== ZIEL DER ÜBUNG ==
Wie heißt die Zeitung laut dem Auszug unten, nachdem die Bundeskonferenz die Umbenennung beschlossen hat?

== AUSZUG ==
^^^^
Ein Treppenwitz der Geschichte? – Aus „andere jugend“ wird wieder die „Arbeiter*innenjugend“

Bild: Lena Schliemann

Vielleicht habt ihr es schon mitbekommen: Die Bundeskonferenz hat beschlossen, die aj umzubenennen. Nachdem die Zeitung seit 30 Jahren “die andere jugend” hieß, heißt sie nun “Arbeiter*innenjugend” und ist damit ihrem ursprünglichen Namen “Arbeiterjugend” wieder deutlich näher. Doch warum wurde die Zeitung damals umbenannt und woher kommt die Entscheidung, dies nun wieder zu ändern? Dazu haben wir mit Genoss*innen gesprochen, die 1991 mitentschieden haben und auch einen Blick in die erste “andere jugend” geworfen – und können euch wärmstens empfehlen, es uns gleichzutun.

1991: Ist “Arbeiterjugend” noch zeitgemäß?
^^^^
== Datensätze zur Segmentierungsannotation ==

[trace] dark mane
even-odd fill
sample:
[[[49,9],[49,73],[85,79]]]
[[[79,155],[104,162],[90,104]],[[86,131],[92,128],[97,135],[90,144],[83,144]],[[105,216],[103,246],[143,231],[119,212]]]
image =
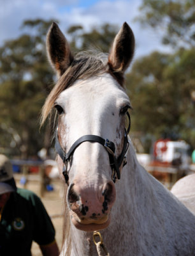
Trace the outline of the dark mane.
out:
[[[108,55],[102,52],[92,51],[81,52],[77,54],[71,65],[59,79],[43,107],[41,124],[43,124],[48,116],[59,94],[65,89],[71,86],[78,79],[87,79],[92,76],[110,72],[119,83],[122,83],[121,77],[119,79],[108,64]],[[117,74],[117,73],[116,73]]]

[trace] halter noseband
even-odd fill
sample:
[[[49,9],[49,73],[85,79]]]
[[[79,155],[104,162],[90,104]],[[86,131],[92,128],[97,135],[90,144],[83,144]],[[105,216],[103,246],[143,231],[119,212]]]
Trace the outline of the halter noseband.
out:
[[[103,139],[103,138],[97,135],[84,135],[77,140],[71,146],[68,153],[65,153],[64,150],[62,148],[58,140],[57,129],[55,132],[55,148],[57,154],[62,159],[64,166],[62,173],[64,176],[66,182],[68,184],[69,171],[67,170],[68,163],[70,161],[71,156],[73,155],[75,149],[80,145],[83,142],[98,142],[102,145],[107,150],[109,156],[110,164],[112,170],[112,180],[115,182],[117,178],[119,180],[120,178],[120,167],[123,163],[122,167],[127,164],[126,154],[129,148],[129,142],[128,140],[127,135],[129,132],[131,128],[131,118],[130,115],[127,112],[127,116],[129,118],[129,126],[127,130],[125,129],[124,141],[123,148],[120,155],[117,158],[115,156],[115,146],[113,142],[110,141],[108,139]]]

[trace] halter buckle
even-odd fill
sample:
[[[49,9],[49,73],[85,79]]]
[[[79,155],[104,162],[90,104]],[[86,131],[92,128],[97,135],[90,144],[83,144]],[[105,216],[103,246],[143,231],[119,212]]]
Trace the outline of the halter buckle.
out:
^^^^
== LÖSUNG DER ÜBUNG ==
Sie heißt jetzt „Arbeiter*innenjugend“.